→ **Exercise input**
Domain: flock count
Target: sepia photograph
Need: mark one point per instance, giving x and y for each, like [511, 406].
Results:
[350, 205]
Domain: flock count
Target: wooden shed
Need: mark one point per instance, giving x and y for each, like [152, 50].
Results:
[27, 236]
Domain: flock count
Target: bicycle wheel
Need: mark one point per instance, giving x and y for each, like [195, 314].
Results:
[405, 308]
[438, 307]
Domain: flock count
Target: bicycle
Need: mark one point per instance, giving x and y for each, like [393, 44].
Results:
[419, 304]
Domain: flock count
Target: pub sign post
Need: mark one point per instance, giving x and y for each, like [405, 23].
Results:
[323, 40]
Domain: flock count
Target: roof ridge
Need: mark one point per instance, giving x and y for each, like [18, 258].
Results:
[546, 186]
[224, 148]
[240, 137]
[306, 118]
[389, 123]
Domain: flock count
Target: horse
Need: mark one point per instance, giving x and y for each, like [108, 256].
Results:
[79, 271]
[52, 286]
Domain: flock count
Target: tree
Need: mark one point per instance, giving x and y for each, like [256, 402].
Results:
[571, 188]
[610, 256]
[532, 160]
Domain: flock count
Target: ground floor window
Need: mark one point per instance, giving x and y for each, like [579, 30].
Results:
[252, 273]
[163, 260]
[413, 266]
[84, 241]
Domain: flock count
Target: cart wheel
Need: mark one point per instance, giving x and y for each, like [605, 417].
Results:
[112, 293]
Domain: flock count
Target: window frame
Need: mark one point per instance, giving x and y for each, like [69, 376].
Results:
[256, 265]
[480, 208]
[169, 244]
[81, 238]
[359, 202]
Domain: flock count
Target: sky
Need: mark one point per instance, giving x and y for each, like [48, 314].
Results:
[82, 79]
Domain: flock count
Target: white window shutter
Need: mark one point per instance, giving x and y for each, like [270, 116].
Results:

→ **Stated task**
Copy all the lines, exactly.

→ **Correct response**
Domain: flock count
Target: sepia photograph
Need: mark one point per instance, giving x and y for each, like [511, 406].
Results:
[350, 205]
Domain: flock count
Target: wooden shed
Need: mark one point per instance, giving x and y for each, like [152, 50].
Results:
[27, 236]
Domain: flock count
Target: bicycle wheel
Need: mark one point per instance, giving x and y for each, like [195, 314].
Results:
[405, 308]
[438, 307]
Domain: flock count
Target: bicycle
Need: mark one point per instance, giving x and y for each, like [393, 44].
Results:
[419, 304]
Domain: flock count
Target: pub sign post
Need: mark one point per instance, giving x and y for each, like [405, 23].
Results:
[323, 40]
Domain: flock count
Target: roof ridge
Need: mark one point per instance, giving x and y for each, like [18, 258].
Results:
[546, 186]
[224, 148]
[240, 137]
[306, 118]
[389, 123]
Domain: flock count
Target: horse
Need: mark one point per instance, giving x and y for each, like [108, 256].
Results:
[79, 271]
[52, 286]
Domain: flock count
Target: tree
Need: mark one point per instance, giving x and y for each, like [256, 402].
Results:
[571, 188]
[610, 256]
[532, 160]
Domain: flock count
Target: ground floor window
Need: mark one point per instance, giving x and y for each, like [579, 30].
Results:
[252, 273]
[163, 260]
[413, 266]
[84, 241]
Domain: flock count
Target: cart wheel
Need: mark one point per instance, giving x and y for each, like [605, 417].
Results:
[112, 293]
Domain: flock count
Target: window frame
Need: mark one point per instance, giving x and y for each, like [69, 376].
Results:
[256, 265]
[480, 208]
[169, 244]
[81, 238]
[359, 202]
Domain: flock count
Target: sky
Need: mark one point per instance, giving x and y for each, like [48, 314].
Results:
[82, 79]
Domain: flock count
Target: white window shutter
Need: mark one point per instance, giving x and y for each, like [270, 116].
Results:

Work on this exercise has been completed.